[start]
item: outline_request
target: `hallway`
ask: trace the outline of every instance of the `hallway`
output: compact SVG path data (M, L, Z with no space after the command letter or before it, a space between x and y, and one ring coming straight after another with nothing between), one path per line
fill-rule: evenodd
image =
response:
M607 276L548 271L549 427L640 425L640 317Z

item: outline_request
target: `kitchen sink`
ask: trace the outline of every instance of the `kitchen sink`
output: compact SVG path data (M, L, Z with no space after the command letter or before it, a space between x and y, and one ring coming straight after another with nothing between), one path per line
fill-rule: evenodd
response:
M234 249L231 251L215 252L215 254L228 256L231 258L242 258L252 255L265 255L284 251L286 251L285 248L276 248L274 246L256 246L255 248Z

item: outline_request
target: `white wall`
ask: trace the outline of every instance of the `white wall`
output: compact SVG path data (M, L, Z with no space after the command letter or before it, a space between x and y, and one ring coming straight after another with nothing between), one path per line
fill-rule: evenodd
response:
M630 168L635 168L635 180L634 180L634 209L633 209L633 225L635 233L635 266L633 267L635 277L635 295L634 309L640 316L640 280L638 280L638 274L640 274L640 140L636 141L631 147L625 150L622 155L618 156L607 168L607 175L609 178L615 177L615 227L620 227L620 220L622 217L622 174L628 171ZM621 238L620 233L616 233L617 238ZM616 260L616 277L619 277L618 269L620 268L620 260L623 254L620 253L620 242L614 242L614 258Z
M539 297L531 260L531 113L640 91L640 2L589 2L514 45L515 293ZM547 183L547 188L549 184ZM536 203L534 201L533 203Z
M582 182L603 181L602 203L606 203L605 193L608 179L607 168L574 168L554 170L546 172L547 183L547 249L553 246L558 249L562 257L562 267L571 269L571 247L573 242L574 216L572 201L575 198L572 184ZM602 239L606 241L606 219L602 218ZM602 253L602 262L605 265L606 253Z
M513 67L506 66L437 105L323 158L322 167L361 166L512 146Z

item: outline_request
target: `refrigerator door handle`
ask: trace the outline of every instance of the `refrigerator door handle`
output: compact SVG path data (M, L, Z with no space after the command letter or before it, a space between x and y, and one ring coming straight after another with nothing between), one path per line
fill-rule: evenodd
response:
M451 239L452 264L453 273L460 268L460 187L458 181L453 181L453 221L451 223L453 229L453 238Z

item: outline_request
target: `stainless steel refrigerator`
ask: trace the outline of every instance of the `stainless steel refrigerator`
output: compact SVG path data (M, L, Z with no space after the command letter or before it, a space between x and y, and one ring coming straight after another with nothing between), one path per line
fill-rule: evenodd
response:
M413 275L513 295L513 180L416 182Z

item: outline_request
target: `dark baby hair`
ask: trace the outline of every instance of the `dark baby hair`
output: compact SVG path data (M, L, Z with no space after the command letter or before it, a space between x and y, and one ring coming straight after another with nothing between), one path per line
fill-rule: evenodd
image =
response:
[end]
**PROBLEM STATEMENT**
Print the material verbatim, all of it.

**ANSWER BELOW**
item: outline_request
target: `hallway`
ask: trace the outline of every instance of the `hallway`
output: compact SVG path data (M, L, Z with no space after the command letter or before it, a space between x and y, and one ring coming straight after another with nothing between), one path per line
fill-rule: evenodd
image =
response:
M607 276L548 271L549 427L640 425L640 317Z

item: outline_request
target: `kitchen sink`
ask: trace the outline of every instance of the `kitchen sink`
output: compact SVG path data (M, L, Z with no space after the command letter or before it, a space between x and y, and one ring coming straight after another with nothing between), one path per line
fill-rule: evenodd
response:
M234 249L231 251L215 252L215 254L228 256L231 258L242 258L252 255L265 255L284 251L286 251L285 248L276 248L274 246L256 246L255 248Z

item: outline_request
target: `white wall`
ask: trace the outline of every instance of the `white wall`
output: compact SVG path data (M, L, Z with no space after the command letter or before it, a space between x and y, and one ring coming straight after another with nothing between), one path per line
fill-rule: evenodd
response:
M630 168L635 168L635 180L634 180L634 209L633 209L633 225L635 233L635 266L633 267L635 277L635 295L634 309L640 316L640 280L638 280L638 274L640 274L640 140L636 141L631 147L625 150L622 155L618 156L607 168L607 175L609 178L615 177L615 227L620 227L620 220L622 217L622 174L628 171ZM621 238L620 233L616 233L617 238ZM616 260L616 277L619 277L618 269L620 268L620 260L623 254L620 253L620 242L614 242L614 258Z
M539 297L531 260L531 113L640 91L640 2L589 2L514 45L515 293ZM547 183L547 188L549 184ZM536 203L534 201L533 203Z
M582 182L603 181L602 203L606 203L605 193L608 179L607 168L574 168L554 170L546 172L547 183L547 249L553 246L558 249L562 257L562 267L571 269L571 247L573 242L574 216L572 201L575 198L572 184ZM602 239L606 241L606 219L602 218ZM602 253L602 262L605 265L606 253Z
M513 67L506 66L437 105L323 158L322 167L361 166L512 146Z

item: outline_request
target: `refrigerator door handle`
ask: trace the outline of every instance of the `refrigerator door handle`
output: compact SVG path data (M, L, Z with no space after the command letter or before it, a space between x and y, and one ring coming straight after another with nothing between), one path per line
fill-rule: evenodd
response:
M451 239L452 264L453 273L460 268L460 187L458 181L453 181L453 221L451 223L453 229L453 238Z

item: outline_request
target: `stainless steel refrigerator`
ask: trace the outline of every instance of the `stainless steel refrigerator`
output: compact SVG path data (M, L, Z with no space after the command letter or before it, a space between x and y, and one ring coming straight after another with nothing between), one path per line
fill-rule: evenodd
response:
M413 275L513 295L513 180L416 182Z

item: outline_request
target: `dark baby hair`
ask: trace the outline of every instance of the `dark baby hair`
output: compact SVG path data (M, L, Z with no space after the command letter or before it, a space between x and y, and one ring coming straight after another with nothing between), one path per line
fill-rule: evenodd
image =
response:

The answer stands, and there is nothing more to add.